======== RECORDS FOR THE TASK

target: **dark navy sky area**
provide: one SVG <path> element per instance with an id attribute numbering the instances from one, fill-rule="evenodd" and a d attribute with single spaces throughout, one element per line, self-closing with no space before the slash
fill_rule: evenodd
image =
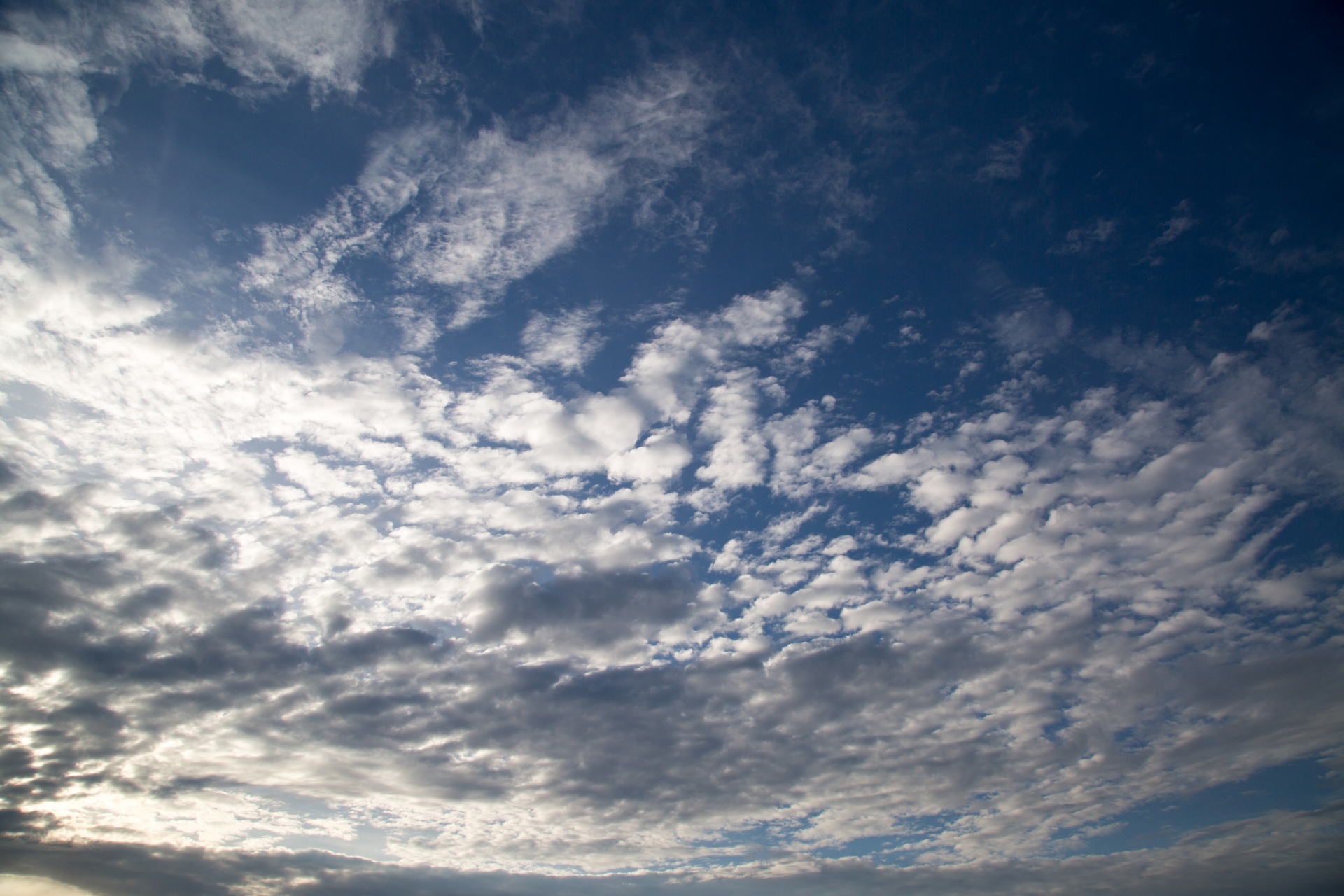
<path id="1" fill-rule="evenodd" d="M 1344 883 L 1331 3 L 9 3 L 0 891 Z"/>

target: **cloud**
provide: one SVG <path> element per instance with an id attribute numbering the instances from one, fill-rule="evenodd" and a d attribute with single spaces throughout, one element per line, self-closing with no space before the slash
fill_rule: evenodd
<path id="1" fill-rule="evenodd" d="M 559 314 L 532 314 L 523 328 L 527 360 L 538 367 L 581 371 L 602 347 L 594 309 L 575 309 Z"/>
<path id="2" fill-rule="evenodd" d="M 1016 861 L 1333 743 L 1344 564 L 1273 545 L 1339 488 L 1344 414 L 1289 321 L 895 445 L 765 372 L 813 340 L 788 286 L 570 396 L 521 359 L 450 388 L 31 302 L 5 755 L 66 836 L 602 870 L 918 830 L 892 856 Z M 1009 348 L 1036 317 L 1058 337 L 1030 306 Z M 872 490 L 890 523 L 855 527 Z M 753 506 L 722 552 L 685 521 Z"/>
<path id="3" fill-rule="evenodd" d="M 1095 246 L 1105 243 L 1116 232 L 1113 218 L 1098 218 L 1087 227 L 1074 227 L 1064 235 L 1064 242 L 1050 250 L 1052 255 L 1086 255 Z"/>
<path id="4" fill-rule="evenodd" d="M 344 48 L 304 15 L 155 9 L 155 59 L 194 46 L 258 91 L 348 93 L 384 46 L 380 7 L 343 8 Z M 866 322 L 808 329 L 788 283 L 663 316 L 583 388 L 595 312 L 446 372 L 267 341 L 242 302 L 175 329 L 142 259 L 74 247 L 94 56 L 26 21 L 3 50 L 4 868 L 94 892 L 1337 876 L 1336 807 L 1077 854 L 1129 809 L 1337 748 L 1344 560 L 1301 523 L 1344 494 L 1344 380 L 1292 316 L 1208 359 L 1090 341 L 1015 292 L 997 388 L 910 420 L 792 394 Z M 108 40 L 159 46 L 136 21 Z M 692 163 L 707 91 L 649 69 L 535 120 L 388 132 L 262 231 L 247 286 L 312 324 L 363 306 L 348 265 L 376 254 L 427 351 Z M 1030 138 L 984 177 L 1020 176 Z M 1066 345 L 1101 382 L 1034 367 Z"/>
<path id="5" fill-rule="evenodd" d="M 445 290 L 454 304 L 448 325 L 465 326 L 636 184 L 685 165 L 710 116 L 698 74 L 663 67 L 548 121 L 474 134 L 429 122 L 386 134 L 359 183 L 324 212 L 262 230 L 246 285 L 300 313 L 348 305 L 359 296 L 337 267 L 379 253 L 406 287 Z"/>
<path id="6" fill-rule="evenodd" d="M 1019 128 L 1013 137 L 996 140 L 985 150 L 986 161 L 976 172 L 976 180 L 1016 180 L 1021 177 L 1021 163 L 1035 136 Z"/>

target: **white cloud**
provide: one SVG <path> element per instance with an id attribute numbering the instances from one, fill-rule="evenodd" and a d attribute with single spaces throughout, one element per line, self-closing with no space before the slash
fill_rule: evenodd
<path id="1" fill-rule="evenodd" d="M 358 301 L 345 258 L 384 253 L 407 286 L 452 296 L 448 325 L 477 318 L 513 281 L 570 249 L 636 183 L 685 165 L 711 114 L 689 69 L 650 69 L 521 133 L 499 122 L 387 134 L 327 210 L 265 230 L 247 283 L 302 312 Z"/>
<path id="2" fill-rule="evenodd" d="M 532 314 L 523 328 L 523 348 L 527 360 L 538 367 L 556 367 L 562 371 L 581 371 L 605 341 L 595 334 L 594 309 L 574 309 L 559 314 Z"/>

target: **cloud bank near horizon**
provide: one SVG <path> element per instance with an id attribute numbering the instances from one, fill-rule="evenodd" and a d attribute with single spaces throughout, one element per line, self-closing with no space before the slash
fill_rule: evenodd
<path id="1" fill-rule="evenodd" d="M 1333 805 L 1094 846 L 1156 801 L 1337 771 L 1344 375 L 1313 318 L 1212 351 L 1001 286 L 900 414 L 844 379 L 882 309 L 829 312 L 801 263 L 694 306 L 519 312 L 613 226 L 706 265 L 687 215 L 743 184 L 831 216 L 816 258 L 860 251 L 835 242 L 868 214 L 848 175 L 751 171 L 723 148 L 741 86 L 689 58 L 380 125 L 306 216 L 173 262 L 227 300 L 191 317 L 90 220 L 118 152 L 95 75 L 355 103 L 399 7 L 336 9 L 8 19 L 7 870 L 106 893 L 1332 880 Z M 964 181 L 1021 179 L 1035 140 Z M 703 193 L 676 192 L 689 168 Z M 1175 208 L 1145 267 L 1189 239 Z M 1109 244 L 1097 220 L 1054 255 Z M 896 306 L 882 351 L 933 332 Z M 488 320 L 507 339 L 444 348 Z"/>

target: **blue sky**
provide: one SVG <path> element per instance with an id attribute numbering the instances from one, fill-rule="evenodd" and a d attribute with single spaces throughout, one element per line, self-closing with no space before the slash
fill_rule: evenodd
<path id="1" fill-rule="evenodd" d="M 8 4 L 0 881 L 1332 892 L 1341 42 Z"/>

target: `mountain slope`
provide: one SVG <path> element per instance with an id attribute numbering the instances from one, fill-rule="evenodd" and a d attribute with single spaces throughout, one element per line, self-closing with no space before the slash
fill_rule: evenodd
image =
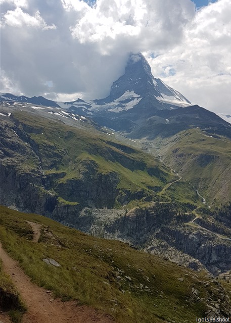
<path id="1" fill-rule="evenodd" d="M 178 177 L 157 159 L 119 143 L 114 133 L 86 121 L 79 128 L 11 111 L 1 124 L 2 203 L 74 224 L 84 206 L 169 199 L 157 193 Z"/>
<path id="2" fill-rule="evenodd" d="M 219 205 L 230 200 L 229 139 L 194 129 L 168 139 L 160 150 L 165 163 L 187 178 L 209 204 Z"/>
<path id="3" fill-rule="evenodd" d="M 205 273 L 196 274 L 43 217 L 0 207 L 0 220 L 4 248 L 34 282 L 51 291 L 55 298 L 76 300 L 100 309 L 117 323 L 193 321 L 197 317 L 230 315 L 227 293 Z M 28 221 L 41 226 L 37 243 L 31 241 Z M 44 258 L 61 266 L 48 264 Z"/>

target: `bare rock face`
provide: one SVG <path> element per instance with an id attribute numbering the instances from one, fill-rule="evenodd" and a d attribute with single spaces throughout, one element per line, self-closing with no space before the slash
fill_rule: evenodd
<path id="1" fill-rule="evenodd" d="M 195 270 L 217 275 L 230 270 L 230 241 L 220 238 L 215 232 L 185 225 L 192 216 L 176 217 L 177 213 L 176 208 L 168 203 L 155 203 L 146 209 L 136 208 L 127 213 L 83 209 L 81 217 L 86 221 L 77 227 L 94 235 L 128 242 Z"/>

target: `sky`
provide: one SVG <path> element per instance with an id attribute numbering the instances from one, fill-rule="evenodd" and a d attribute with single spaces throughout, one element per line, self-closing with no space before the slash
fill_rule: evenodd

================

◆ WRITTEN TASK: Recast all of the data above as a numbered list, one line per item, with blank lines dropped. Leave the pictures out of the answer.

◆ SOLUTION:
1. target: **dark navy sky area**
2. provide: one SVG <path> element per instance with an id attribute numbering the instances from one, fill-rule="evenodd" and a d attribute with single spaces throughout, one element per line, self-closing with no space before the slash
3. fill_rule: evenodd
4. image =
5. <path id="1" fill-rule="evenodd" d="M 1344 883 L 1331 3 L 9 3 L 0 891 Z"/>
6. target: **cloud**
7. provide: one SVG <path> element per instance with an id attribute numbering the instances from one, fill-rule="evenodd" and a d attribute with single spaces throughout, one element per line, self-closing with no space before the slash
8. fill_rule: evenodd
9. <path id="1" fill-rule="evenodd" d="M 559 314 L 532 314 L 523 328 L 527 360 L 538 367 L 581 371 L 602 347 L 594 309 L 575 309 Z"/>
10. <path id="2" fill-rule="evenodd" d="M 1016 861 L 1333 743 L 1344 564 L 1273 545 L 1339 488 L 1344 414 L 1289 321 L 895 445 L 765 372 L 813 340 L 788 286 L 570 396 L 521 359 L 450 388 L 31 302 L 5 755 L 66 836 L 602 870 L 918 830 L 892 856 Z M 1009 348 L 1036 317 L 1058 337 L 1030 306 Z M 872 490 L 890 523 L 855 527 Z M 753 506 L 722 552 L 685 521 Z"/>
11. <path id="3" fill-rule="evenodd" d="M 1095 246 L 1105 243 L 1116 232 L 1113 218 L 1098 218 L 1087 227 L 1074 227 L 1064 235 L 1064 242 L 1050 250 L 1052 255 L 1086 255 Z"/>
12. <path id="4" fill-rule="evenodd" d="M 344 48 L 304 15 L 155 9 L 155 59 L 194 46 L 258 91 L 348 93 L 384 46 L 380 7 L 343 8 Z M 866 322 L 808 329 L 788 283 L 663 316 L 583 388 L 595 312 L 446 372 L 267 341 L 242 302 L 175 329 L 142 259 L 74 247 L 94 56 L 26 21 L 3 50 L 4 868 L 94 892 L 1337 876 L 1336 807 L 1077 854 L 1129 809 L 1337 748 L 1344 560 L 1301 523 L 1344 494 L 1344 380 L 1292 316 L 1208 359 L 1090 341 L 1015 292 L 997 388 L 910 420 L 792 394 Z M 108 40 L 159 46 L 136 21 Z M 692 163 L 707 91 L 649 69 L 535 120 L 388 132 L 262 231 L 247 286 L 312 324 L 363 306 L 348 265 L 376 254 L 427 351 Z M 1030 138 L 984 177 L 1020 176 Z M 1066 345 L 1101 382 L 1034 367 Z"/>
13. <path id="5" fill-rule="evenodd" d="M 445 290 L 454 304 L 448 325 L 465 326 L 636 184 L 685 165 L 710 116 L 698 74 L 663 67 L 548 121 L 474 134 L 429 122 L 386 134 L 359 183 L 324 212 L 262 230 L 246 285 L 300 313 L 348 305 L 359 296 L 337 267 L 379 253 L 406 287 Z"/>
14. <path id="6" fill-rule="evenodd" d="M 1019 128 L 1013 137 L 996 140 L 985 150 L 986 161 L 976 172 L 976 180 L 1016 180 L 1021 177 L 1021 163 L 1035 136 Z"/>
15. target: **white cloud**
16. provide: one SVG <path> element per instance with an id attribute numbering the instances from one, fill-rule="evenodd" and a d attribute with single spaces throughout, one element per line, self-closing with no space before the slash
17. fill_rule: evenodd
18. <path id="1" fill-rule="evenodd" d="M 358 301 L 345 258 L 384 253 L 407 286 L 452 296 L 448 325 L 477 318 L 513 281 L 570 249 L 636 183 L 685 165 L 711 114 L 689 69 L 650 69 L 521 133 L 499 122 L 387 134 L 327 210 L 265 230 L 247 283 L 302 312 Z"/>
19. <path id="2" fill-rule="evenodd" d="M 532 314 L 523 328 L 523 348 L 527 360 L 538 367 L 556 367 L 562 371 L 581 371 L 605 341 L 595 334 L 594 309 L 574 309 L 559 314 Z"/>
20. target: **cloud bank near horizon**
21. provide: one SVG <path> element per instance with an id attribute numbering the instances from one, fill-rule="evenodd" and a d attribute with single spaces throughout, one element per line, self-closing with no space before the slash
22. fill_rule: evenodd
23. <path id="1" fill-rule="evenodd" d="M 1333 805 L 1094 846 L 1156 801 L 1337 771 L 1344 375 L 1313 318 L 1212 351 L 1001 286 L 900 414 L 844 379 L 882 309 L 829 312 L 801 263 L 694 306 L 519 312 L 613 226 L 706 265 L 687 215 L 743 184 L 831 216 L 816 258 L 860 251 L 835 242 L 868 214 L 848 175 L 751 171 L 723 148 L 741 86 L 689 58 L 380 125 L 306 216 L 173 262 L 227 300 L 191 317 L 90 220 L 118 152 L 95 75 L 355 103 L 399 7 L 336 9 L 8 19 L 7 870 L 106 893 L 1332 880 Z M 964 181 L 1021 179 L 1035 140 Z M 703 193 L 676 192 L 689 168 Z M 1175 208 L 1145 267 L 1189 239 Z M 1109 244 L 1097 220 L 1054 255 Z M 896 306 L 882 351 L 933 332 Z M 488 320 L 507 339 L 444 348 Z"/>
24. target: **blue sky**
25. provide: one SVG <path> element per instance with an id attribute numbering the instances from one, fill-rule="evenodd" and a d attribute with single spaces throughout, one element per line, self-closing with no space before the slash
26. fill_rule: evenodd
27. <path id="1" fill-rule="evenodd" d="M 8 4 L 0 881 L 1332 892 L 1341 42 Z"/>
28. target: `mountain slope`
29. provide: one SVG <path> element per instance with an id attribute numbering the instances from one, fill-rule="evenodd" and a d attribute with single spaces throughout, one element per line, self-closing with no space before the slash
30. fill_rule: evenodd
31. image =
32. <path id="1" fill-rule="evenodd" d="M 178 177 L 157 159 L 119 143 L 114 133 L 86 121 L 79 128 L 11 111 L 1 124 L 2 203 L 74 224 L 84 206 L 169 199 L 157 193 Z"/>
33. <path id="2" fill-rule="evenodd" d="M 219 205 L 230 200 L 229 139 L 194 129 L 168 139 L 160 150 L 165 163 L 187 178 L 209 204 Z"/>
34. <path id="3" fill-rule="evenodd" d="M 205 273 L 196 274 L 43 217 L 0 207 L 0 220 L 4 248 L 34 282 L 51 291 L 55 298 L 76 300 L 100 309 L 117 323 L 193 321 L 197 317 L 230 315 L 227 293 Z M 28 221 L 41 226 L 37 243 L 31 241 Z M 44 258 L 61 266 L 48 264 Z"/>
35. target: `bare rock face`
36. provide: one SVG <path> element per instance with an id attribute numbering the instances from one, fill-rule="evenodd" and a d attribute with single spaces throughout, one element per line, self-closing with no space before the slash
37. fill_rule: evenodd
38. <path id="1" fill-rule="evenodd" d="M 195 270 L 217 275 L 230 270 L 230 241 L 220 238 L 215 232 L 185 225 L 192 216 L 176 217 L 177 213 L 176 208 L 168 203 L 155 203 L 146 209 L 136 208 L 127 213 L 83 209 L 81 217 L 86 221 L 77 227 L 94 235 L 128 242 Z"/>
39. target: `sky`
40. provide: one SVG <path> element per instance with an id attribute numbering the instances from one, fill-rule="evenodd" and a d attribute with single spaces throughout, one element per line, self-closing with no space before the slash
41. fill_rule: evenodd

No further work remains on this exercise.